Prompt:
Repeat all of the material exactly, with no line missing.

Dataset entries:
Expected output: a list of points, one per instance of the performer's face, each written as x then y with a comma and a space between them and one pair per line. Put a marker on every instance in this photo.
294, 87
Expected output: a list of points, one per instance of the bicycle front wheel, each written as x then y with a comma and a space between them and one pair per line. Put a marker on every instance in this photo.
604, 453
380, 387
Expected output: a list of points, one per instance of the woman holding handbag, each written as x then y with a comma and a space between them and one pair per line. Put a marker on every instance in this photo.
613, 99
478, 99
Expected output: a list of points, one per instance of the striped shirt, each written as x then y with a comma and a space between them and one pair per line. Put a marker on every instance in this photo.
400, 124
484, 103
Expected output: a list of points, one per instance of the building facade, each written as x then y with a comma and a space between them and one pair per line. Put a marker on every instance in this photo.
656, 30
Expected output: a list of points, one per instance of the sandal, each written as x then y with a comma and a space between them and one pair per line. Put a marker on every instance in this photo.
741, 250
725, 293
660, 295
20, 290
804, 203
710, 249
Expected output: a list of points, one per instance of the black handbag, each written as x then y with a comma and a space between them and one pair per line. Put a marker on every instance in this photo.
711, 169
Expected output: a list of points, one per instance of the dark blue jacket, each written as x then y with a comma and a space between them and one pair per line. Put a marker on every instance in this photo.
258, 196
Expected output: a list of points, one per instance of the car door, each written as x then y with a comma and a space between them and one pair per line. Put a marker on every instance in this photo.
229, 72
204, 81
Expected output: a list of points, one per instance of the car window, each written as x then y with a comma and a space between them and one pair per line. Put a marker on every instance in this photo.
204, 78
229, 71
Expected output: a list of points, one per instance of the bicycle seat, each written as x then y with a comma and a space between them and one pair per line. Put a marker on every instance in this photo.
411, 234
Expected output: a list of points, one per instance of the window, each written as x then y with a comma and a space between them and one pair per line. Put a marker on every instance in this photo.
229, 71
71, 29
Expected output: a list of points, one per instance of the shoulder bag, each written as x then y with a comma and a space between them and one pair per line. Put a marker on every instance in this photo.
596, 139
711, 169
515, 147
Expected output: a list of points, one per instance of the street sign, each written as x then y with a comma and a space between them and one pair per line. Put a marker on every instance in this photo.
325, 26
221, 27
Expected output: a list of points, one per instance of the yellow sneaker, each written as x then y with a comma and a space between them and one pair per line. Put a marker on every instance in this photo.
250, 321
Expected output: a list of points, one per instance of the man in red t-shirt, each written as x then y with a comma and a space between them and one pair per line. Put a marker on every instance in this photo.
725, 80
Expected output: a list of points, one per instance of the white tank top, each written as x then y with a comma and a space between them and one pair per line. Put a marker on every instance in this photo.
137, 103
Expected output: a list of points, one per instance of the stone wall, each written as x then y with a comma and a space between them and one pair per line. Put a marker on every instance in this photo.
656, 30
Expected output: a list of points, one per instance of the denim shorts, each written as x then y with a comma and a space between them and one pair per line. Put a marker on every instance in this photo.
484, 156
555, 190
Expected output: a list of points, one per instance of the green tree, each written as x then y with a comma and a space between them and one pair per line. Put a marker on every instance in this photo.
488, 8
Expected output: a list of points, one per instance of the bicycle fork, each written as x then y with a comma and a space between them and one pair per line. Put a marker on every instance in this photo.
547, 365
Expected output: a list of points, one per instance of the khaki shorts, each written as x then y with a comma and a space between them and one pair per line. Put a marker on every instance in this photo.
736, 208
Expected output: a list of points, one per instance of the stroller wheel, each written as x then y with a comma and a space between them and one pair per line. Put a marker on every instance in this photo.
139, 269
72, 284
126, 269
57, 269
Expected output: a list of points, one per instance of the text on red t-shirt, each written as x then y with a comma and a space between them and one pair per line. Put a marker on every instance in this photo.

Reply to the exercise:
Expected output: a list of points, one per instance of the performer's face, each written as x then y with a comma and a space between them and one pair per line. Put a marker on every instance in this photo.
294, 87
Expected output: a list of points, one per instance of the bicycle front wheel, each written as x then y with a comma and a space between them and one pair per line. Put a marker on every instance in this photo.
604, 453
380, 387
Expected output: a list of points, one per instance of the woman holding handbag, each written as x then y with a comma and a space between them and one pair per line. Put a marker on every instance in this photo.
613, 99
478, 99
Expected output: a list of points, one per instance of the striped shirt, each written as x then y with a comma and a space between them and one pair per line. Put a marker on every instance in this photo.
400, 124
484, 103
Expected output: a list of points, one per instance of the building facade, each written as x then y with a comma and a space between them and one pair per line. Put a marker on every instance in this photo.
656, 30
Expected output: a list of points, one per instance of the sandal, each written as x then y with a comma and a space between them and one pair per line. Put a marker on every instance in this photo.
741, 250
725, 293
660, 295
20, 290
804, 203
710, 249
Expected output: a list of points, one per instance of the black handbag, each written as x then y with a comma and a space between them and one pair per line. Put a marker on every instance in this photo.
711, 169
Expected output: a list of points, one per instance of the dark blue jacket, each written as x then y with a comma and a space between them and one pair per line. Put a marker on every instance in this photo.
258, 196
Expected output: a list of points, one per instance of the car door, each written as x then y with a comma and a space between them and one pair per line. Put a marker on every instance in this photo.
229, 72
204, 81
Expected output: a list of points, one per instance of the car window, each written as x then y with a comma and a space between them and one pair per line. Put a marker on every instance in this photo.
204, 78
229, 71
Expected output: a list of points, one per instance of the bicycle seat, each written as x then y with a comma and a space between them and one pair per line. Put a marker on every instance in this photo.
411, 234
Expected output: a list of points, one per instance of the window, each written as x then y with a comma and a space between them and one pair per line. Put a marker on every instance in this photo.
229, 71
71, 29
Expected output: a list of points, one per instance of the shoulder bag, each written as x then y with a comma and a space between them and one pair per line. Put a marker on every instance in this photo.
596, 139
711, 169
515, 147
Expected output: a list of points, one per instance of the street sign, each written as x then y with a comma and a space between them and one pair per line. Put a marker on every instance in this photo.
325, 26
221, 27
Expected output: a list of points, one per instance of the yellow sneaker, each written as x then y with a comma and a space between them and one pair per line. Put a marker on every instance in this photo.
250, 321
Expected output: a list of points, one per instance of the man in red t-shirt, each written as x then y with a comma and a space between them and one pair per line. Put a marker on every instance in this photo.
725, 80
Expected output: a list of points, one per instance of the white tank top, each written as x then y with a comma and a space between them and one pair per line. Put a marker on every instance in this photo.
137, 103
Expected output: a list of points, one per instance of the stone wall, each written as x then y with a comma and a space between them and one pair per line. Put a marker on every instance in this photo.
656, 30
Expected output: a list of points, one per instance of the denim shorts, each written as x then y with a comma and a space between them and one pair per line. Put a marker on every instance in this photo.
484, 156
555, 190
Expected output: a list of points, one per instance of the green tree, each written as x then y with a comma and a space between them and one pair per line. Put a marker on every instance in this photo.
488, 8
Expected output: a list of points, one per instance of the bicycle fork, each written as x then y with a comma and a space between them and one pair per line. Put a marker on every instance in this photo.
547, 365
Expected output: a list of points, one per instance of the khaki shorts, each written as x then y with a comma and a space between them and one pair per line. Put a marker on every instance in this photo.
736, 208
Expected output: a list of points, one per instance of the stroller wheel, each written as x then y with a comma and a space between them and one pair per line. Put a marker on every instance in this photo.
139, 269
72, 284
126, 269
57, 269
Expected output: a list of points, one per instance of the text on red t-shirt, each written as x then y with a comma and a space between them and one pair per line. Put a marker on every instance in this photo.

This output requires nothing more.